**DOCUMENTO**

▼

Lilith durante performance da Escola Maria José na Avenida Paulista contra a
‘reorganização’ escolar, em 6 de dezembro (Crédito: arquivo pessoal)
Lilith Cristina, 15 anos, poderia ser só mais uma estudante de escola pública de São Paulo se não fosse seu desejo de lutar por uma educação melhor. Aluna da Escola Estadual Maria José, Lilith fez com que o tema da ‘reorganização’ escolar fosse discutido entre os alunos do seu colégio e ajudou a fundar uma das primeiras ocupações escolares do centro de São Paulo (SP).
Em uma entrevista exclusiva ao NET Educação, ela relata o início do processo de ocupação e analisa o movimento que uniu estudantes de aproximadamente 225 escolas por todo o estado: "descobrimos que os problemas que a gente enfrenta são parecidos, e que podemos enfrentá-los juntos", conta. "A experiência da ocupação mudou nosso comportamento. Aprendemos a trabalhar em equipe, todos se respeitam, somos como uma família. Nunca amamos tanto a escola como agora."
Também, Lilith comenta sobre a violência que os alunos têm enfrentado. Ela relata o dia em que a Polícia Militar invadiu a escola Maria José, quando ela e outros colegas foram agredidos. O diretor chegou a dar um tapa no rosto da garota. Veja abaixo.
NET Educação – Como surgiu a ideia de ocupar a escola?
Lilith Cristina – Surgiu algumas semanas após o anúncio do projeto de ‘reorganização’. Eu idealizei a ocupação, mas como entrei este ano na escola, não conhecia muitas pessoas. Pedi para professores me indicarem alunos que também gostariam de discutir o assunto. Fui conversando com um por um. Conseguimos reunir 30 estudantes e decidimos ocupar no dia do Saresp [avalição de monitoramento da educação no estado de São paulo], para que não houvesse a prova. Um dia antes de ocuparmos, o boato se espalhou e a direção passou de sala em sala dizendo que os alunos que ocupassem a escola iriam repetir de ano, que nós prejudicaríamos o ano letivo de todos, entre outras coisas.
NET Educação – Como fica a ocupação da escola agora com a suspensão temporária da ‘reorganização’ escolar pelo governo do estado de São Paulo?
Lilith– A gente vai manter a ocupação, mas vai mudar a estratégia. Estamos discutindo não só a reforma e o fechamento das escolas, mas melhorias da nossa própria escola. Por exemplo, há salas e materiais que não tínhamos acesso, e que descobrimos graças à ocupação. A intenção é montar um grêmio para reunir todas as nossas reivindicações.

▲

**LISTA DE TAREFAS**
1. Liste todos os números escritos em algarismos no texto sobre Lilith Cristina, indicando o que cada um expressa.
2. Reproduza o trecho do texto sobre Lilith Cristina que vai de "NET Educação – Como surgiu" até "entre outras coisas.".
O material que vem depois é independente do texto sobre Lilith Cristina.

**REGISTROS DE DADOS**
▼

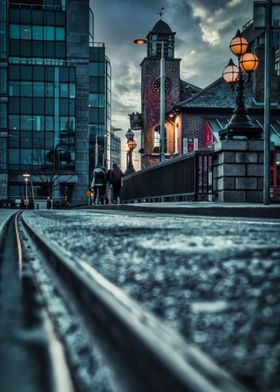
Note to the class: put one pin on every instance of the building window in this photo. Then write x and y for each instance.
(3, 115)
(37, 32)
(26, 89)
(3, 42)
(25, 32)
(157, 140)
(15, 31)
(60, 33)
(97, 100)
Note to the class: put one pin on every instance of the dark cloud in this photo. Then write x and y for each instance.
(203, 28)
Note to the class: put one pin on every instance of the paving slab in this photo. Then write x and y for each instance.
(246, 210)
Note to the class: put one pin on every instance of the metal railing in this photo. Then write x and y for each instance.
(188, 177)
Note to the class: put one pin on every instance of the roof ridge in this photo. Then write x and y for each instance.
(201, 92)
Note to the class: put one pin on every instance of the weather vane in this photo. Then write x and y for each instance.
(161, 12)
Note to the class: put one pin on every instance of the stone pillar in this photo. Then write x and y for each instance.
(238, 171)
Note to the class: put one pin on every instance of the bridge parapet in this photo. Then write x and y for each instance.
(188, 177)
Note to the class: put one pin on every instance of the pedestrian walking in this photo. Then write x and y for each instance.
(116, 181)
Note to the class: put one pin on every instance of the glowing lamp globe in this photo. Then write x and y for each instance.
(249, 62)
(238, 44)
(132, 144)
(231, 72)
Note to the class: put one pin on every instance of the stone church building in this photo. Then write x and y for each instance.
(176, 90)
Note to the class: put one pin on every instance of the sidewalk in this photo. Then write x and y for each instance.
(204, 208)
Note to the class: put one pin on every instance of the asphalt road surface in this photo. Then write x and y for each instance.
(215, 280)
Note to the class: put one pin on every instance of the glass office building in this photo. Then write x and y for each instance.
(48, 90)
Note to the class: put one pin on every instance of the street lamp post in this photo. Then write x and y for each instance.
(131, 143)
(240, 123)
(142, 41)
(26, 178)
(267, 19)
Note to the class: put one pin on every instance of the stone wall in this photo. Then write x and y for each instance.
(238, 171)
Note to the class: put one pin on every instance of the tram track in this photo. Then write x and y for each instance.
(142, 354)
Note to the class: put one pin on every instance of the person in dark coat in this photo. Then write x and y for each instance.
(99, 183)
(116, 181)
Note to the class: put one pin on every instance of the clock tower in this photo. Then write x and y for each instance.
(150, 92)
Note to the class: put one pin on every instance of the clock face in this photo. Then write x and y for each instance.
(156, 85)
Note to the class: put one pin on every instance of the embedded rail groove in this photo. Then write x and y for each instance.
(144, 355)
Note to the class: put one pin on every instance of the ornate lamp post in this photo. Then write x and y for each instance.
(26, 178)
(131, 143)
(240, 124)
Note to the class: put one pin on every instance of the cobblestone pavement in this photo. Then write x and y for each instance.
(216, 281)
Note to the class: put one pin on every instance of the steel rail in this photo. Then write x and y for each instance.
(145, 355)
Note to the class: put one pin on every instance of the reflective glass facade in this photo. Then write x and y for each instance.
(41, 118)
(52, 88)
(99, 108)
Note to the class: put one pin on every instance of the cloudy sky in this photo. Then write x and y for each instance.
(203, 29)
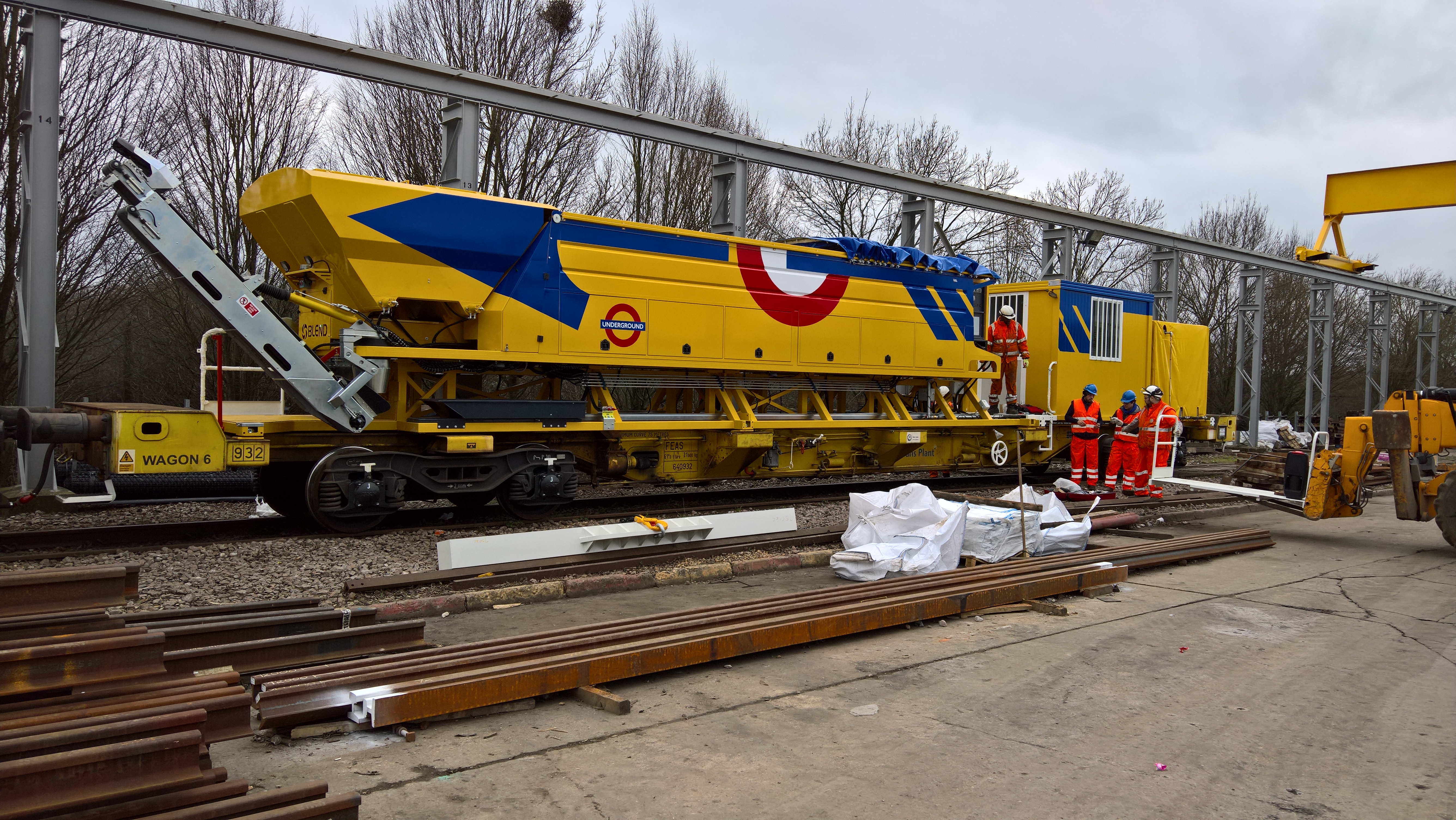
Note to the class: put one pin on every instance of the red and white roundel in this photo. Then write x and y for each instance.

▲

**AS RESPOSTAS**
1.
- 6: o dia de dezembro da performance da Escola Maria José na Avenida Paulista
- 15: a idade de Lilith Cristina
- 225: o número aproximado de escolas cujos estudantes o movimento uniu pelo estado
- 30: o número de estudantes reunidos para ocupar a escola

2.
NET Educação – Como surgiu a ideia de ocupar a escola?
Lilith Cristina – Surgiu algumas semanas após o anúncio do projeto de ‘reorganização’. Eu idealizei a ocupação, mas como entrei este ano na escola, não conhecia muitas pessoas. Pedi para professores me indicarem alunos que também gostariam de discutir o assunto. Fui conversando com um por um. Conseguimos reunir 30 estudantes e decidimos ocupar no dia do Saresp [avalição de monitoramento da educação no estado de São paulo], para que não houvesse a prova. Um dia antes de ocuparmos, o boato se espalhou e a direção passou de sala em sala dizendo que os alunos que ocupassem a escola iriam repetir de ano, que nós prejudicaríamos o ano letivo de todos, entre outras coisas.